**TEXTE EXTRAIT**.
══════════
Ce documentaire est dédié à Julio Llamazares.

Prologue - Ce récit est la retranscription la plus exacte possible de la vérité. Les personnages et les lieux ont existé. Cependant, les lettres retrouvées dans les maisons abandonnées ont des contenus lacunaires. Il a donc été tenté de broder entre les diverses pièces de tissus pour réaliser un tableau réaliste des évènements. Cela génère, de toute évidence, des approximations. Que le lecteur m’en excuse.

Nous sommes au petit hameau de Spagnoi. Il est situé au sud de Don di Gosaldo, hameau principal de Gosaldo, une petite ville de 800 et quelques habitants pour un territoire grand comme plusieurs fois une capitale. Situé à la limite entre l’Alto-Adige et le Veneto, ce village s’exprimait majoritairement en belunexe, qui est un patois assez proche du ladin, fort répandu dans le Südtirol.

Spagnoi était un hameau, avant. Aujourd’hui, c’est un village abandonné. Sur la carte, il est tracé un sentier qui descend dans la montagne à partir du cimetière de Don. Ce sentier est refermé. Ca fait longtemps qu’il a disparu, il est envahi par la végétation, les arbres effondrés. La descente jusqu’à Spagnoi est fort difficile. Le hameau est caché dans une végétation luxuriante.


Spagnoi se trouve au fond de ce vallon, à droite.

Le 4 novembre 1966, la montagne a été éventrée par des pluies exceptionnelles. Les pâtures ont été ruinées, les boues ont ravagé les pentes, le torrent Cordevole en crue a arraché les murs, explosé les rives, déchiré les vacheries. A Spagnoi, le torrente Molini a probablement tout démoli. Les champs ont glissé, entraînant tout sur le passage. Les hameaux de Spagnoi, Bezzoi, Martinoi, California, Titelle, Rozze, Turbai, Curdaz ont été démantelés. Aujourd'hui, les arbres crèvent les toits, les branches percent les murs, les racines démantibulent les fondation, il ne reste que le récit, muet, d'un immense massacre. Dans les maisons, il reste encore les lits, depuis 66, dont les matelas rembourrés au barbes de maïs ou plumes de poules ont été éventrés par les voleurs. Ces idiots ne se doutaient pas que de toute façon, il n'y avait pas de magot. C'est la vie de fort pauvres gens, pour la plupart agriculteurs, dont l'existence a été bouleversée, ils sont parti du vallon en laissant tout, y compris leurs espoirs. Il reste les vestes accrochées dans les armoires, il reste des centaines de lettres, des photos blanchâtres éparpillées, les papiers d'hôpital du padre, la casserole sur le fourneau. A ce jour, dans les boîtes de courriers, rongées par l'humidité, il y a des nids de guêpes. Dans les greniers bancales et croulants, il y a des chauve-souris. La boîte à lettre est par terre, sous des bois pourrissants.
══════════
[Entrées d'annotation de la position des objets]
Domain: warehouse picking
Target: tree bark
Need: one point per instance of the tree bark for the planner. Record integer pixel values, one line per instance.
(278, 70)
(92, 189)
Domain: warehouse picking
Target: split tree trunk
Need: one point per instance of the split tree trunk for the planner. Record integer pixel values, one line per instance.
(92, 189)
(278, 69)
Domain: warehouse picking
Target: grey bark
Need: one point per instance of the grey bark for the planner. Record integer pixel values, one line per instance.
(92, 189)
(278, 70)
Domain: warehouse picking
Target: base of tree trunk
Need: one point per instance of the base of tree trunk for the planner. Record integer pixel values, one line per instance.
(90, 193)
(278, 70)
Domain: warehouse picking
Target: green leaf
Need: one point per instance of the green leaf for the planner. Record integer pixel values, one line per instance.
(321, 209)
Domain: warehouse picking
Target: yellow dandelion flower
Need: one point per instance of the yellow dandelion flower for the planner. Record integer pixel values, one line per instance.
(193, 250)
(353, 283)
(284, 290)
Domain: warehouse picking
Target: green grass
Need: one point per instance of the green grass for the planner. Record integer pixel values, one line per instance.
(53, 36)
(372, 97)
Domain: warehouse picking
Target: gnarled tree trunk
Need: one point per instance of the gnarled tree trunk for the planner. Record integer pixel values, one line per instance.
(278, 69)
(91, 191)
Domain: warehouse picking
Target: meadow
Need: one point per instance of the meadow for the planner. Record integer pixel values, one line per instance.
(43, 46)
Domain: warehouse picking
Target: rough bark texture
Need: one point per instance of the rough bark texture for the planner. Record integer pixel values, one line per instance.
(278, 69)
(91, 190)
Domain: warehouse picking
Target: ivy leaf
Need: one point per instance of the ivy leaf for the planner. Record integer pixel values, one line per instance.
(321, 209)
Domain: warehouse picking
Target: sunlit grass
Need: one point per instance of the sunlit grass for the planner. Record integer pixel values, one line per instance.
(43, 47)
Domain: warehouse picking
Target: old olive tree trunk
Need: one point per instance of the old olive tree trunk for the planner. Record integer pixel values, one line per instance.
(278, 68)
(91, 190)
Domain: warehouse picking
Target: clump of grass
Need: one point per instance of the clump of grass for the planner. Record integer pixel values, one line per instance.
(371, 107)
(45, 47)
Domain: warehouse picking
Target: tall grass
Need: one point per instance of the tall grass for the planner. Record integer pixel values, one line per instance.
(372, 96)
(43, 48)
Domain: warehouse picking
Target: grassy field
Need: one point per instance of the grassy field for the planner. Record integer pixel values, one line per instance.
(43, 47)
══════════
**CONSIGNES**.
A. Reformulez plus brièvement le paragraphe du texte sur Spagnoi qui commence par « Spagnoi était un hameau, avant », en conservant ses faits principaux.
B. Poursuivez le texte sur Spagnoi au-delà de sa dernière phrase.

**RÉPONSES DANS L'ORDRE**.
A. Autrefois hameau, Spagnoi est aujourd'hui un village abandonné. Le sentier qui, sur la carte, descend du cimetière de Don a disparu depuis longtemps sous la végétation et les arbres effondrés. La descente est donc très difficile, et le hameau demeure caché dans une végétation luxuriante.

B.
A Spagnoi habitaient Giuseppe Casaril, fils de Giovanni Casaril, marié à Maria Casaril, née Marcon.
Leurs enfants : Davide Casaril, Mario Casaril. Certains courriers évoquent Remigio Casaril expatrié à Eguzon, en Indre, en 1948, il serait un fils de Giuseppe. Il aurait aussi eu une fille, Caterina Casaril. Ainsi, Giuseppe aurait eu quatre enfants.
Giuseppe aurait eu un frère, Giocondo.

Giuseppe Casaril est le centre de cette étude.

Les grands-parents. Giovanni Casaril est le père de Giuseppe, né le 23/12/1882 dans ses documents d'identité, le 24 sur sa tombe. Il ne faut pas le confondre avec son homonyme, le père Giocondo Giovanni Casaril, décédé en 2001, ni avec le Giovanni Casaril contemporain, domicilié à Le Feste 11. Giovanni est né à Gosaldo. Nous ne savons rien à son sujet, si ce n’est qu’il possédait les terres de Spagnoi. Il était marié à Margherita Luigia Marcon, 28/12/1886, décédée le 05/12/1978, appelée la grand-mère dans les courriers. Il ne faut pas non plus le confondre (encore !!) avec Giovanni Casaril, né le 20/10/1889, marié à Maria Bressan, dont il y a une tombe homonyme au cimetière.

Les parents. Giuseppe Casaril et Maria Marcon. Etrangement, aucune trace. Eventuellement Giuseppe, né le 18/01/1915, décédé le 06/08/1992.

Les enfants.

Davide Casaril. Aucune information, sauf 1933 - 1999.

Mario Casaril. Aucune information, sauf 28/12/1926 - 16/03/1981.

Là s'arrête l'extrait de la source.